[Start DATA FOR THE TASK]

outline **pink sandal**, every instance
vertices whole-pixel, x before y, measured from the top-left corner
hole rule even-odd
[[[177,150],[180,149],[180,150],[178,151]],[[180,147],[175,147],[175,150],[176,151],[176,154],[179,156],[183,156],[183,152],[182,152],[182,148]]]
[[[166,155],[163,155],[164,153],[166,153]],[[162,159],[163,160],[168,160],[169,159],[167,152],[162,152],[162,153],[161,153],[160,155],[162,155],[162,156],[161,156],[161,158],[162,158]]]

[End DATA FOR THE TASK]

• _PROBLEM_:
Copy every one of the rows above, character for character, with nothing changed.

• _TASK SOLUTION_:
outline **pink sandal**, every instance
vertices whole-pixel, x before y, measured from the top-left corner
hole rule even-odd
[[[177,150],[180,149],[180,150],[178,151]],[[180,147],[175,147],[175,150],[176,151],[176,154],[179,156],[183,156],[183,152],[182,152],[182,148]]]
[[[166,155],[163,155],[164,153],[166,153]],[[162,159],[163,160],[168,160],[169,159],[167,152],[162,152],[162,153],[161,153],[160,155],[162,155],[162,156],[161,156],[161,158],[162,158]]]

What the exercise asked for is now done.